What is the number of lines below that contain the word "bottle"? Give only that number.
Data extract section start
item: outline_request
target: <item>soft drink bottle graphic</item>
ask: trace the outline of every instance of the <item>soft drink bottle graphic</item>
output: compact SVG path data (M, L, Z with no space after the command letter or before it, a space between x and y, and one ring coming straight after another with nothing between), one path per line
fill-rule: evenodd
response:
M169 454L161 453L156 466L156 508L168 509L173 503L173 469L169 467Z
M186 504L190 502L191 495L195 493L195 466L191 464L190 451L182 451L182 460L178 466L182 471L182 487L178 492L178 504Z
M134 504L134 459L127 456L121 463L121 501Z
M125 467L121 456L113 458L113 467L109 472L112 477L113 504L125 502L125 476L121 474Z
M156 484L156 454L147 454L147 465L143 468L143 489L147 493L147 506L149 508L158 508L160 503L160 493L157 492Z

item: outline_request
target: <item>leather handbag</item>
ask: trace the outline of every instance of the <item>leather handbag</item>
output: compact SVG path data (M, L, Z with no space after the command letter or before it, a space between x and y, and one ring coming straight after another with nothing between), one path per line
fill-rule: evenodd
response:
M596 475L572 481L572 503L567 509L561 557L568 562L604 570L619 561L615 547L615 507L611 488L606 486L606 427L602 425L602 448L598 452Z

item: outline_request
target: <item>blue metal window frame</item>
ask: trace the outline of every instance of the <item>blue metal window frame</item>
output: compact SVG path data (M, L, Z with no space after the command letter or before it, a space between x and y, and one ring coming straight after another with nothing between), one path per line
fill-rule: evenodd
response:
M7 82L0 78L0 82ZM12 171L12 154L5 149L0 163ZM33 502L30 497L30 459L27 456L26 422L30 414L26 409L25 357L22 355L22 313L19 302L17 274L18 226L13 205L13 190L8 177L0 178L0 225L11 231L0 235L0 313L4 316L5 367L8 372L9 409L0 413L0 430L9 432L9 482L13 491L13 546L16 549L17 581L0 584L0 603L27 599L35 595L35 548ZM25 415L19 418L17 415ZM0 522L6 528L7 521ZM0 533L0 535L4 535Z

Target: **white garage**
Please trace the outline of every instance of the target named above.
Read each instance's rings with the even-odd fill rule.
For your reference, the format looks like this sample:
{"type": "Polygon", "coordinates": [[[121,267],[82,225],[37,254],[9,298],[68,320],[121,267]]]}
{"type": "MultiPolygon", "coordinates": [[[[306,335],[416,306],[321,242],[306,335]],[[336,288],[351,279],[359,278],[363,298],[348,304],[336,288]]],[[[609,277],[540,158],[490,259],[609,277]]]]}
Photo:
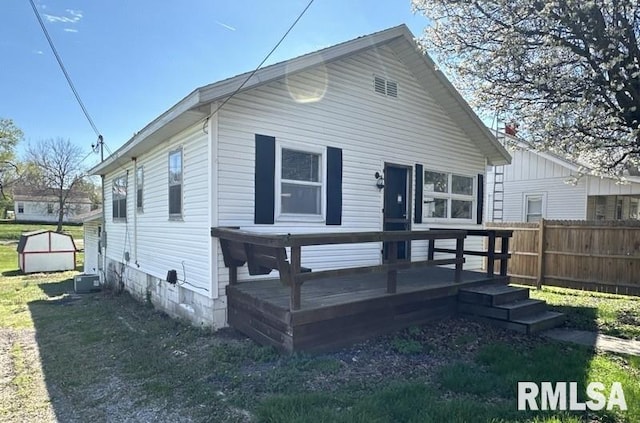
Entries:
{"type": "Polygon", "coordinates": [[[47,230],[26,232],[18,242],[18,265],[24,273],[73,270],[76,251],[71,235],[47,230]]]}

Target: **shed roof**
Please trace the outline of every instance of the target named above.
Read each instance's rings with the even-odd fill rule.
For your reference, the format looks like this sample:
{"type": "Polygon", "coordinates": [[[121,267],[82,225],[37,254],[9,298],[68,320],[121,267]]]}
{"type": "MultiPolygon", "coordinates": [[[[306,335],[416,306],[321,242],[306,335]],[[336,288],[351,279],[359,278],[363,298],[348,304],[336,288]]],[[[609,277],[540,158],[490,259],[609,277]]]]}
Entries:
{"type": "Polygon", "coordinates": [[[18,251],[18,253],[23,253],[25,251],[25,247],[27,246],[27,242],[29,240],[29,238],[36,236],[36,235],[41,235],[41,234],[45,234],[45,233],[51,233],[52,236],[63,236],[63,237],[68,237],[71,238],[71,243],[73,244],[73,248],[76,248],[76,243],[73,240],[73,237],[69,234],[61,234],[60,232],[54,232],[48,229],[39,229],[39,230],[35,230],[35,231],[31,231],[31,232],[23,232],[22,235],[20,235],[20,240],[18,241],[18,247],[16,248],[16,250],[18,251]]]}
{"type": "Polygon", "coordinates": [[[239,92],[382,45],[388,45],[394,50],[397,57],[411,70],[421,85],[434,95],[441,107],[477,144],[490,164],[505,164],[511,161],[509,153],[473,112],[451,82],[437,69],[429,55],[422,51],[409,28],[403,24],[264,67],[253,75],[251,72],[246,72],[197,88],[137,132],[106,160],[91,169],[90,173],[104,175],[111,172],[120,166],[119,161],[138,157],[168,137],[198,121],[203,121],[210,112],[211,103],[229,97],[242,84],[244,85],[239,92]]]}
Data extract section end
Data extract section start
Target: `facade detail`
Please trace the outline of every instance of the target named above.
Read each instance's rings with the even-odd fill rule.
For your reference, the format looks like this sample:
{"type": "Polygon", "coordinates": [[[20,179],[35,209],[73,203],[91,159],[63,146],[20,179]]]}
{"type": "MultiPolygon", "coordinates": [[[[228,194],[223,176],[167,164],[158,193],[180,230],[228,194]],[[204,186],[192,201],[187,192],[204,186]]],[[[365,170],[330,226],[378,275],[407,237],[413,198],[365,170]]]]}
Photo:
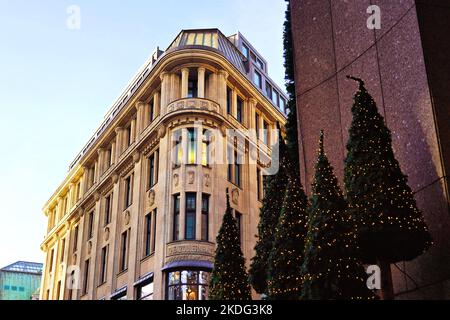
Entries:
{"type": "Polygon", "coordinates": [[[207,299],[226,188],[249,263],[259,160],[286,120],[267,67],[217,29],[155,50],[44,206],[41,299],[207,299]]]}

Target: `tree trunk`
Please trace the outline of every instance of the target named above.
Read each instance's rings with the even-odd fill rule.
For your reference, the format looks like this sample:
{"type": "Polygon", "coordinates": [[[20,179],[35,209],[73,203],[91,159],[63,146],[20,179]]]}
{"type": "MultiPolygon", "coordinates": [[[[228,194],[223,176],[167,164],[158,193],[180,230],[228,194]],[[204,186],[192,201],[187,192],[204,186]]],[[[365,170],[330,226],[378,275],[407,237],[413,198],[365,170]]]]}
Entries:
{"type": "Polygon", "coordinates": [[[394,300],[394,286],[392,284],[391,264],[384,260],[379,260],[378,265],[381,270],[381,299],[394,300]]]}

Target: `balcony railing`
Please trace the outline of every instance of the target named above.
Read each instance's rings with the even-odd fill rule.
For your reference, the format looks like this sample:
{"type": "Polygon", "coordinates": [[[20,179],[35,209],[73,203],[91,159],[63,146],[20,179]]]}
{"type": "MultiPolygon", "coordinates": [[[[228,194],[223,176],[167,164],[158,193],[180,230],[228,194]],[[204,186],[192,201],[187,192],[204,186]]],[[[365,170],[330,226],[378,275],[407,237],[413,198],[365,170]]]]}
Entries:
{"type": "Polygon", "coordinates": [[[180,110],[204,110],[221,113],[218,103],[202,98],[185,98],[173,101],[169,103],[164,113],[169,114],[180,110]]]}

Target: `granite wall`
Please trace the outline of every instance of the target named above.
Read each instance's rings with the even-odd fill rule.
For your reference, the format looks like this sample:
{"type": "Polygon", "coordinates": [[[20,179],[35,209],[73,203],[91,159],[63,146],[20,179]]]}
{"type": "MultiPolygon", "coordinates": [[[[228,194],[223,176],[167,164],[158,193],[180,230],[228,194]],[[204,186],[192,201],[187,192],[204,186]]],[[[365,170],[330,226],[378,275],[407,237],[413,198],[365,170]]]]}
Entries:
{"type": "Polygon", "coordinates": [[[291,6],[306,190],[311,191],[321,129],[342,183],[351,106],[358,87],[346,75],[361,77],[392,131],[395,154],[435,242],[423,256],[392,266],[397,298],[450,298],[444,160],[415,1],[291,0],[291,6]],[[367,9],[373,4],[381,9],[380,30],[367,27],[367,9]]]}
Data extract section end
Data extract section start
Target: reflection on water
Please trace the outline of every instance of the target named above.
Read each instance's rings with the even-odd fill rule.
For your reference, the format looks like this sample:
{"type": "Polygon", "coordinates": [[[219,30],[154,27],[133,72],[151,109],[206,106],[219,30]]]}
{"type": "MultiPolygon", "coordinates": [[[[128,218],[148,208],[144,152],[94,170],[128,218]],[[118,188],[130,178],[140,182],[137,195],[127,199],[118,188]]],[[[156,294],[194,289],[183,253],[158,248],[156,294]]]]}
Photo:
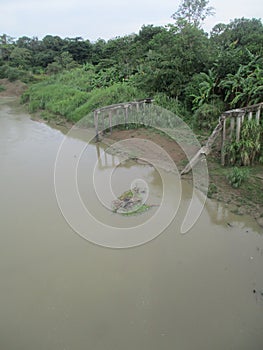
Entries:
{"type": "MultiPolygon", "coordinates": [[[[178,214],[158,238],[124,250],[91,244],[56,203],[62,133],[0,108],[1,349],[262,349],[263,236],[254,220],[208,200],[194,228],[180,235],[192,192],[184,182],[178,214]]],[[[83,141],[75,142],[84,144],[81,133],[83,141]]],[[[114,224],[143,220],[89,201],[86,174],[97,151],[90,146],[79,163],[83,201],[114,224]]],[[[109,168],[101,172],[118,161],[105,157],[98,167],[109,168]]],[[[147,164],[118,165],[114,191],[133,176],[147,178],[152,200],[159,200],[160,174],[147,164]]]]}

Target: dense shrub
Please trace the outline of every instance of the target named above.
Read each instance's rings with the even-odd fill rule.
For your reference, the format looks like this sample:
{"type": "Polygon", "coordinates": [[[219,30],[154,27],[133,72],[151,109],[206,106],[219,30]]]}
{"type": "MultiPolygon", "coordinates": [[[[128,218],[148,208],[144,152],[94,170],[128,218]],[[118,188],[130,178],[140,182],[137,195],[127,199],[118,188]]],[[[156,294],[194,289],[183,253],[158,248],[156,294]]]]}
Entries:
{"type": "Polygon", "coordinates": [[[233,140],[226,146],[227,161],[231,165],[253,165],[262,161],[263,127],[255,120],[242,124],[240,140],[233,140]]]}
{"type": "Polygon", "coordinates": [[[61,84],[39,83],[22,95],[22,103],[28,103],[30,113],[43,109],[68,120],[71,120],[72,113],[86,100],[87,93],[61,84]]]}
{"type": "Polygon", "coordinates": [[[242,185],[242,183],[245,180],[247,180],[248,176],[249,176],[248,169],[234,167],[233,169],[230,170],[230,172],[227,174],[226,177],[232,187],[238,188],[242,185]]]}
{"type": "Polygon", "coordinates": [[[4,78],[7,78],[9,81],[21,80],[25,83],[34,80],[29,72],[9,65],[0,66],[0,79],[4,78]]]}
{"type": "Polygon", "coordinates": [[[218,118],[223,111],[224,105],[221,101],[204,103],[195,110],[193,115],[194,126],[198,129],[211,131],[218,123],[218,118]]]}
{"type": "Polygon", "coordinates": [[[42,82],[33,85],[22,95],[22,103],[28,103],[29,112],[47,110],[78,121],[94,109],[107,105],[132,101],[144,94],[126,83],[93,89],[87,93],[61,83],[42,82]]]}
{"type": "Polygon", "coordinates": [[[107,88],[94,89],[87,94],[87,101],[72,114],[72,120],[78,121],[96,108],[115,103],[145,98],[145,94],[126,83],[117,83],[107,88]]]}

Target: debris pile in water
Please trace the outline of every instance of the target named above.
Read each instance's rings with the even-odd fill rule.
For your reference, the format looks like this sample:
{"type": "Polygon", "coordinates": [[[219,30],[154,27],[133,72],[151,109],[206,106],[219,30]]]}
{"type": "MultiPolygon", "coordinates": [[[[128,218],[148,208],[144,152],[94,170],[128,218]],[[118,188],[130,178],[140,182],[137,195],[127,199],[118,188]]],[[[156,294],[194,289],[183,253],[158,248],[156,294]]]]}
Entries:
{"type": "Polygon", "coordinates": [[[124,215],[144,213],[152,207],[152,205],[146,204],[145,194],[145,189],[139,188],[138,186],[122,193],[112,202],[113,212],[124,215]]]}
Data extract section end
(Solution to this exercise)
2